──────── PROVIDED PASSAGE

# Burn some powder



## taxidermist (Sep 11, 2007)

I've got this itch, and a half pound of powder that needs to be used up. My go to place to shoot is public land, and I'm scared to even try and pop a primer. I sure the he!! don't want to be the one on the news that started a fire. WE NEED SOME RAIN !!!


----------



## bowgy (Oct 10, 2007)

Come to southern Utah, I was working on my deck yesterday in several hours of rain, couldn't have been more wet working on the bottom of a full swimming pool.

We need more, so keep it coming.


----------



## Critter (Mar 20, 2010)

I have the same problem. New scope on my .25-06 and I want to get out and pop a few caps on my muzzle loader before September. The restrictions that are in place where I am allow for shooting but I can just imagine what kind of attention I would draw by popping off a few rounds. One large fire to the south of me was started by some kids shooting tracer rounds at a actual gun range.


----------



## taxidermist (Sep 11, 2007)

Critter said:


> I have the same problem. New scope on my .25-06 and I want to get out and pop a few caps on my muzzle loader before September. The restrictions that are in place where I am allow for shooting but I can just imagine what kind of attention I would draw by popping off a few rounds. One large fire to the south of me was started by some kids shooting tracer rounds at a actual gun range.


That's crazy. Why would they let them shoot a tracer round?


----------



## Critter (Mar 20, 2010)

It wasn't a controlled range just one that had been set up for people to shoot on.


----------



## middlefork (Nov 2, 2008)

I can understand not shooting exploding targets and tracer ammunition and even maybe steel jacked bullets, but how much chance is there of starting a fire with sparks from powder? Maybe a flaming patch? I don't know just trying to understand the problem.

I guess there could be some worst case problems I'm not seeing. But a little moisture would be nice up north.


----------



## bowhunt3r4l1f3 (Jan 12, 2011)

I would think more likely would be a fire started from hitting rocks.


----------



## fobit (Mar 1, 2017)

As safety officer of dozens of firing ranges and OIC of hundreds of firing ranges, I have never seen fires started by standard lead or JSP ammunition.


----------



## Critter (Mar 20, 2010)

Try explaining all that to the cop as he is questioning you about why you are out shooting when there are restrictions in place. 

If he understands firearms then you might be alright, but then if he doesn't you could have a hard time explaining it.


----------



## DallanC (Jan 13, 2009)

Do they post the shooting restrictions anywhere? We're going camping very soon and planned to do some target shooting. 

I've never seen a fire yet from lead bullets... I have however, actually started a fire shooting a broadhead that hit a rock. No-one ever questions archers shooting through...


-DallanC


----------



## justismi28 (Aug 19, 2014)

────────────────

WHAT YOU NEED TO DO -
[1] Echo the shooting thread from "# Burn some" up to and including "(Oct 10, 2007)".
[2] Decide whether each statement agrees with the shooting thread. Answer yes or no and quote the words from the thread that decide it.
(a) Critter says a large fire to the south was started by kids shooting tracer rounds at a gun range.
(b) fobit reports having seen fires started by standard lead ammunition.
(c) DallanC once started a fire by shooting a broadhead that hit a rock.
The lines that come next have nothing to do with the thread above.

──────── DATA BLOCK

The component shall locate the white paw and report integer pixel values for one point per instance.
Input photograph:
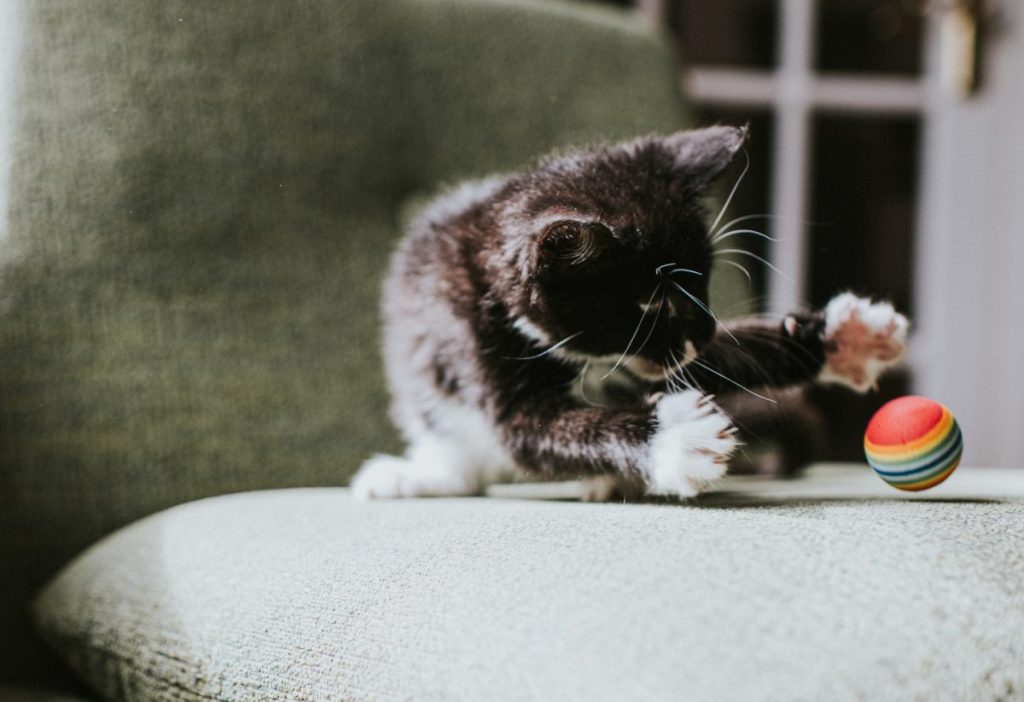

────────────────

ANSWERS IN ORDER -
[1]
# Burn some powder



## taxidermist (Sep 11, 2007)

I've got this itch, and a half pound of powder that needs to be used up. My go to place to shoot is public land, and I'm scared to even try and pop a primer. I sure the he!! don't want to be the one on the news that started a fire. WE NEED SOME RAIN !!!


----------



## bowgy (Oct 10, 2007)

[2]
(a) Yes: "One large fire to the south of me was started by some kids shooting tracer rounds at a actual gun range."
(b) No: "I have never seen fires started by standard lead or JSP ammunition."
(c) Yes: "I have however, actually started a fire shooting a broadhead that hit a rock."